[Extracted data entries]

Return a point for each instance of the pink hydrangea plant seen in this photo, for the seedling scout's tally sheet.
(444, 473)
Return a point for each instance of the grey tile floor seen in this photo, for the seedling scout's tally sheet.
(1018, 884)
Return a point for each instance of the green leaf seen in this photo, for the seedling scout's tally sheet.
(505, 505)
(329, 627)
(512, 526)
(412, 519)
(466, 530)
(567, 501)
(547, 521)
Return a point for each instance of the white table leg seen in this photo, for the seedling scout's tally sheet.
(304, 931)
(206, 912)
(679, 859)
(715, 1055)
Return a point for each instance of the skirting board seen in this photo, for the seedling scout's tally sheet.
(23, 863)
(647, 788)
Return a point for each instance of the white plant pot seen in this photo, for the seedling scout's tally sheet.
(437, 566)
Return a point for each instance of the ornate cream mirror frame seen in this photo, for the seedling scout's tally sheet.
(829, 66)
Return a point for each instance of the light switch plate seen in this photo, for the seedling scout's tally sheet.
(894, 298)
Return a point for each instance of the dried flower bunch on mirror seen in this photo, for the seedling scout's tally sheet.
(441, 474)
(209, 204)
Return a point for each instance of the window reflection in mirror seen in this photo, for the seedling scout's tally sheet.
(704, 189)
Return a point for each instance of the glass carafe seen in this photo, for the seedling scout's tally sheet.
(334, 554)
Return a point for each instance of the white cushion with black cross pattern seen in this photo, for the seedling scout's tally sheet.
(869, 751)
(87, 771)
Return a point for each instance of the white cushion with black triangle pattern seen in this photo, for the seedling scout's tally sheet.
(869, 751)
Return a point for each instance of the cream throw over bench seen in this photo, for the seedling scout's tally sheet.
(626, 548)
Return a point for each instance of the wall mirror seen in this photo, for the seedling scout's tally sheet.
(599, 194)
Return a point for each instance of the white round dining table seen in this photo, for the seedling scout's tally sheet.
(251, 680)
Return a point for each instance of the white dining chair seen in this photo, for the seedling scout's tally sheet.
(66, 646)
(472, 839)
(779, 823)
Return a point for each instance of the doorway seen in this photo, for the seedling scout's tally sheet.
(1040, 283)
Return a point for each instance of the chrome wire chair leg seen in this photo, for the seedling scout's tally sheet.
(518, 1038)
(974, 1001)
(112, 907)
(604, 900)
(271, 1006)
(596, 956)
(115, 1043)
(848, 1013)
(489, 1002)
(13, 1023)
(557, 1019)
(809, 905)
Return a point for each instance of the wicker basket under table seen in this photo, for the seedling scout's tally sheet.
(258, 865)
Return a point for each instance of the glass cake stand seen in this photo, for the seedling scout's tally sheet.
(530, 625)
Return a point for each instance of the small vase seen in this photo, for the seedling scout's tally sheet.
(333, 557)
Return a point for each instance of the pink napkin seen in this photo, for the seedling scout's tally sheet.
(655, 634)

# Problem to work on:
Go through the entries above and restate each one exactly.

# Solution to this task:
Return a point for each instance of the pink hydrangea plant seen in this photo, for the seedling scout's tally sheet.
(444, 473)
Return a point for each instance of the grey tile floor seen in this photo, for the seedling scout's tally sheet.
(1018, 884)
Return a point for each instance of the green leaf seen in this photo, for the seedling scout's tally sheet.
(505, 505)
(329, 627)
(512, 526)
(412, 519)
(466, 530)
(567, 501)
(547, 521)
Return a point for each instance of the white table leg seen in this photo, for the seedling scout's tally sheet.
(304, 931)
(206, 912)
(679, 859)
(715, 1055)
Return a point for each instance of the skirting board seen in this photo, for the seedling scout's tally sheet.
(23, 863)
(647, 788)
Return a point for each instance of the white plant pot seen in this photo, for the seedling scout's tally sheet.
(437, 566)
Return a point for each instance of the ornate cream mirror frame seen in this photo, for the seedling scout's tally sheet.
(829, 66)
Return a point for each instance of the light switch plate seen in this photo, for the seedling scout's tally sheet.
(894, 298)
Return a point for each instance of the dried flower bunch on mirror seen in this photo, for the seedling scout's tally sheet.
(441, 474)
(209, 204)
Return a point for each instance of the window reflection in mirror seen in this photo, for the seedling scout's tally sheet.
(704, 189)
Return a point for each instance of the glass carafe seen in this photo, for the seedling scout's tally sheet.
(334, 554)
Return a point for each instance of the white cushion with black cross pattern seen in this photo, for the seedling scout's tally sheet.
(869, 751)
(87, 771)
Return a point for each instance of the white cushion with black triangle pattern seen in this photo, for the seedling scout's tally sheet.
(869, 751)
Return a point for each instance of the cream throw over bench seen in this photo, for the seedling scout's tally sheet.
(626, 548)
Return a point for each instance of the wall mirror seen in this photo, for the seedling scout's tally sheet.
(599, 194)
Return a point for each instance of the white round dining table seen in this photo, for the seedling scout's tally sheet.
(251, 680)
Return a point for each instance of the white dining chair seen in this photo, for the seedling scout's tally sheet.
(66, 646)
(472, 839)
(779, 823)
Return a point for each instance of the doorway seen in this photo, for the seedling scout's tally sheet.
(1040, 283)
Return a point for each instance of the chrome wire chair leg seen in this photo, for the seedling scout's tally sheet.
(518, 1038)
(974, 1001)
(112, 907)
(604, 900)
(271, 1006)
(596, 956)
(115, 1043)
(848, 1013)
(489, 1002)
(13, 1023)
(557, 1019)
(809, 905)
Return a point for each instance of the wicker basket under table seen in this photo, for the seedling scout's tally sheet.
(258, 865)
Return a point for each instance of the glass cake stand seen in this photo, for the seedling scout's tally sheet.
(530, 625)
Return a point for each instance of the small vase seen in this photo, for the seedling scout's tally sheet.
(333, 557)
Return a point for each instance of the pink napkin seen in this photo, for the seedling scout's tally sheet.
(655, 634)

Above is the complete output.